# Exercise directions
Copy out the records below line for line, without changing anything. Leave out the pictures.

(Rows from a dataset)
+++
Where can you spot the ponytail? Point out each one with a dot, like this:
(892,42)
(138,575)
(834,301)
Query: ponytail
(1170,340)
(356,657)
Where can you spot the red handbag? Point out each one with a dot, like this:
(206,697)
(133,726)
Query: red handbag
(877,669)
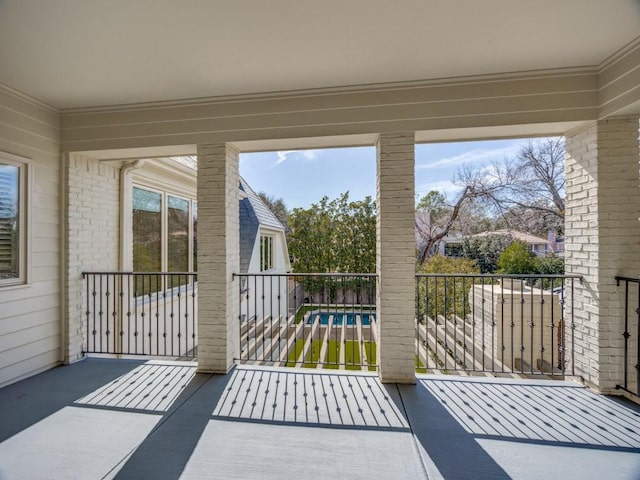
+++
# Problem solution
Where can you spot the ponytail? Point out each one with a dot, like this:
(892,42)
(138,575)
(834,301)
Query: ponytail
(1170,340)
(356,657)
Where can you spot the red handbag? Point out each one with a dot, like this:
(206,697)
(133,726)
Query: red handbag
(877,669)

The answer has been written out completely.